**TEXTO FORNECIDO:**
Sou da geração baby boomer, como são conhecidos os nascidos entre 1946 e 1964, após a segunda guerra mundial. Com o imenso parque industrial americano desobrigado de produzir tanques e aviões sua produção se voltou para os consumidores. O mundo foi inundado por aspiradores de pó, geladeiras, fogões, secadores de cabelo, aparelhos de televisão e dezenas de outros eletrodomésticos. As crianças baby boomers deviam ser boazinhas, educadas, obedecer papai e mamãe e sempre usar roupas bonitinhas e engomadas.
Depois veio a Geração X, os nascidos entre 1965 e 1980. Foi uma época em que os jovens ganharam independência, voz própria, direitos de contestação e de liberdade sexual. Viveram de perto a revolução de costumes e da música. Se tornaram independentes mais cedo, perseguiram a auto-suficiência, num mundo que valorizava o enriquecimento pessoal e a ostentação exagerada. Hippies e Yuppies são símbolos desta época.
Os Millennials nasceram entre 1980 e 2000. Cresceram juntos com a revolução tecnológica, viram surgir os primeiros computadores pessoais, e logo se tornaram íntimos de laptops e celulares. Desprezaram o hippismo e o youpismo da Geração X, e preferiram valores familiares, almejando equilíbrio entre trabalho e lazer. Para Millennials, o celular é uma extensão do próprio corpo.
O que as pessoas destas gerações tem em comum? Todas nasceram e cresceram em épocas de fartura. Nenhuma delas, ao menos em grande parte do mundo, precisou enfrentar guerras, racionamentos, fome ou pestes.
Ao contrário de nossos pais, avós ou bisavós - dependendo da geração - nenhuma delas chegou a conhecer os carnês de racionamento de alimentos. Nunca lhes faltou gasolina para seus carros, nem foram proibidas de ir à praia nem precisaram passar por blecautes para suas casas não serem bombardeadas. Nunca passaram pela experiência de considerar manteiga, ovos, carne e dezenas de outros itens como coisas de luxo, impossíveis de conseguir. Nunca viram pessoas amadas partir para a guerra sem saber se iam voltar. Nunca presenciaram tropas inimigas invadir suas cidades e casas. Nunca presenciaram mães e irmãs serem estupradas, nem pais e irmãos assassinados.

**TAREFA:** Continue o texto acima sobre as gerações baby boomer, X e millennials, começando logo depois da última frase.

**DADOS EXTRAÍDOS:**
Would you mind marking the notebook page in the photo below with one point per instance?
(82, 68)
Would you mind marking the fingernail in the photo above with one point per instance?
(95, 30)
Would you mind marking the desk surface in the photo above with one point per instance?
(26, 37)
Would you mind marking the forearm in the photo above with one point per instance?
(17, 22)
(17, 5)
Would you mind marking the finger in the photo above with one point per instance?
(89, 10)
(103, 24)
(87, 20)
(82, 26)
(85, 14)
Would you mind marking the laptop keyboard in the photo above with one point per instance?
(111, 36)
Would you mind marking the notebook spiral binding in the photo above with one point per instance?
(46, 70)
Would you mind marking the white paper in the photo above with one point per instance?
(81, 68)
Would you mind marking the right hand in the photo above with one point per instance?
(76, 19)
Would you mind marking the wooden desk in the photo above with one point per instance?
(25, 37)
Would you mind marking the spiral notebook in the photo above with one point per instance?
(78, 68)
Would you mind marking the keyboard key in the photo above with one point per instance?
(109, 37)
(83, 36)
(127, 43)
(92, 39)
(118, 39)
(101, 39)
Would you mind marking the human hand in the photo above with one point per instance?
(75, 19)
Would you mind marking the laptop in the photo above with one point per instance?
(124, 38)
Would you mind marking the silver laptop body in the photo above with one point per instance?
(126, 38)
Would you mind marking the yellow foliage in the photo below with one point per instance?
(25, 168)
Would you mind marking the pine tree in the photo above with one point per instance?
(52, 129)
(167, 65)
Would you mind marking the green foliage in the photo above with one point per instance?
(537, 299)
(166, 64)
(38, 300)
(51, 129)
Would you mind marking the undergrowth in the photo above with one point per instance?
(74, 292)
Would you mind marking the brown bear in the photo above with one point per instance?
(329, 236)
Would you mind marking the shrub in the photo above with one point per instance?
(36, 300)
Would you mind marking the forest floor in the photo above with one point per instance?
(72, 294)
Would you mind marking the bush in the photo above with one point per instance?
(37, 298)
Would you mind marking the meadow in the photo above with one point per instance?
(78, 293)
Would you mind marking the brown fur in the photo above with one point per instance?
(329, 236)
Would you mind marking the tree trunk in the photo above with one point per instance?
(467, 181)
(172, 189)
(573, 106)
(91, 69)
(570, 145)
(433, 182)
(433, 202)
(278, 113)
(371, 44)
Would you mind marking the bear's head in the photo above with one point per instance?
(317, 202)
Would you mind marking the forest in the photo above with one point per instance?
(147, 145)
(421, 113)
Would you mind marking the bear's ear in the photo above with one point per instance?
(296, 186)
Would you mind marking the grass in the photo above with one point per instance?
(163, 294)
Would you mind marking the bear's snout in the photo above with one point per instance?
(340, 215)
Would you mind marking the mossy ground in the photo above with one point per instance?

**RESPOSTA:**
Nossas gerações foram privilegiadas pela linha do tempo. E mesmo assim, muitas vezes reclamamos tanto por tão pouco. Não fomos postos à prova como nossos antepassados e talvez por isso não chegamos a desenvolver os sentimentos de sacrifício, solidariedade e união que gerações mais antigas precisavam exercer diariamente para sobreviver.
Semana passada, em meio à pior pandemia dos últimos 100 anos, causou choque e horror ver o egoísmo e indiferença de tantos que foram às praias, lotaram bares e restaurantes e se reuniram em grandes grupos, sem dar a mínima para o fato de que, quando voltassem para casa, poderiam contaminar seus queridos.
Felizmente nos últimos dias o cenário mudou, e estamos começando a agir dentro do espírito que deve prevalecer em tempos de crise. A conscientização demanda tempo.
A verdade é que o mundo nunca esteve tão isolado e com tantas pessoas confinadas. Nunca houve nada igual, nesta escala e proporção. Estamos atravessando um momento histórico, que os livros futuros irão registrar como A Grande Pandemia de 2020. E este é o momento de nossas gerações serem postas à prova. Este é o momento de demonstrarmos empatia, sacrifício e coragem.
Este é o momento de mostrar que, assim como nossos antepassados, nós também somos bons de briga.